* Passage shown
Tracking down Pavlov’s brain cells

12 December 2008
Posted by Chris Smith.

We're all familiar with Pavlov's experiments with his dogs.  He conditioned them to salivate at the sound of a bell, by training them to expect food. Now, more than a hundred years later, scientists at the University of Washington have discovered the nerve cells that enable us to learn from experience in this way.

The researchers have been using a cutting-edge technique, charmingly called Arc catfish, to look at individual nerve cells, or neurons, in rat brains.  The cells are from a part of the brain called the amygdale, which is activated when rates are doing learning tasks, of the type used by Pavlov.  These are known as associative learning tasks, and they're studied by many scientists as a good model of plasticity - that's how the brain can change and learn as a result of experience.

Writing in the journal PNAS, the researchers directly looked at the activation of nerve cells where learning was taking place. To do this, they gave the rats either a so-called conditioned stimulus, that the rats learned to dislike - in this case a saccharine solution -  or an unconditioned stimulus - which was an injection that made the rats sick.

The nerve cells they looked at were quite special, in that they show what's known as convergent activation - they can process signals coming in from several different parts of the brain or body. This convergent activation is thought to be important for learning, but until now there's been little direct evidence to show that it's really involved.

Using their new imaging technique, the researchers were able to look at nerve cell activation over a 30-minute time span while the rats were undergoing learning - basically being given the saccharine solution, then the injection to make them feel ill.

The imaging technique showed that some neurons were activated by the saccharine, or the conditioned stimulus, and others were activated by the injection, the unconditioned stimulus. In addition, a very small number of neurons - about four per cent -  were activated by both stimuli.

In their next experiments, the researchers switched the order of the solutions - giving the nasty injection first and the saccharine later - this is known not to lead to learning. And as you might expect, the scientists found convergent neurons were not activated.

So this shows that you need to have your convergent neurons triggered in order to do associative learning. Next, the scientists want to use their imaging technique to look at fear learning.

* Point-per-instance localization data
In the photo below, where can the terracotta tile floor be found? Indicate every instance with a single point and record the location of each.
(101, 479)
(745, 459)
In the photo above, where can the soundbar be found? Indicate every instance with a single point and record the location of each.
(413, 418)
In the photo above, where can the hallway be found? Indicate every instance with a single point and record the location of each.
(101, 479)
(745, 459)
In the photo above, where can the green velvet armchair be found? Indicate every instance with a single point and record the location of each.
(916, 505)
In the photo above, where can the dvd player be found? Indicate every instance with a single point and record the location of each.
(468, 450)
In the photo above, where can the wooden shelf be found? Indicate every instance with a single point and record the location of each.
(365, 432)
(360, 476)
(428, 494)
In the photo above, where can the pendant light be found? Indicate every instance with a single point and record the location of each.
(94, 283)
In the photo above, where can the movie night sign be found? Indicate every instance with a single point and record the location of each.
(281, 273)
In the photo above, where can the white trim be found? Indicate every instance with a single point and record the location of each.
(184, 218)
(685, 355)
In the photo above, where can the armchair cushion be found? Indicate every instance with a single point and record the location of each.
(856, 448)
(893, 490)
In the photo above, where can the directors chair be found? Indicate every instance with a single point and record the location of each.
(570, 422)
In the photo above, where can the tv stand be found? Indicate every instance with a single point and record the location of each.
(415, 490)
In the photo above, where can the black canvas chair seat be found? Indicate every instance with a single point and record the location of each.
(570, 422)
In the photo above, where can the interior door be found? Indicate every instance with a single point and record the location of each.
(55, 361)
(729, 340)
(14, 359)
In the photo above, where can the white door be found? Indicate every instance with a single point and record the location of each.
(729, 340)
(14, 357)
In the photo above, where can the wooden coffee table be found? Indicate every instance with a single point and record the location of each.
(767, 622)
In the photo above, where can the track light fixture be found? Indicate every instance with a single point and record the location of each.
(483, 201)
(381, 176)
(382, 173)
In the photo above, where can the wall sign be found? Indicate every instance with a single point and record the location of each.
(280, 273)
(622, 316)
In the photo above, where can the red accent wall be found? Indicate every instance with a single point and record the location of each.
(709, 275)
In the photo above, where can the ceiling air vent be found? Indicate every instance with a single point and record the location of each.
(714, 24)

* Exercise 1
Using the text on Pavlov's brain cells, list every term it introduces with the word "called" (including "so-called") or the words "known as."
* Exercise 2
Update the text on Pavlov's brain cells, starting with "The researchers have" and going on through "the rats sick.", so that "saccharine solution" becomes "sugar solution".

* Response box 1
Arc catfish
amygdale
conditioned stimulus
associative learning tasks
convergent activation

* Response box 2
The researchers have been using a cutting-edge technique, charmingly called Arc catfish, to look at individual nerve cells, or neurons, in rat brains.  The cells are from a part of the brain called the amygdale, which is activated when rates are doing learning tasks, of the type used by Pavlov.  These are known as associative learning tasks, and they're studied by many scientists as a good model of plasticity - that's how the brain can change and learn as a result of experience.

Writing in the journal PNAS, the researchers directly looked at the activation of nerve cells where learning was taking place. To do this, they gave the rats either a so-called conditioned stimulus, that the rats learned to dislike - in this case a sugar solution -  or an unconditioned stimulus - which was an injection that made the rats sick.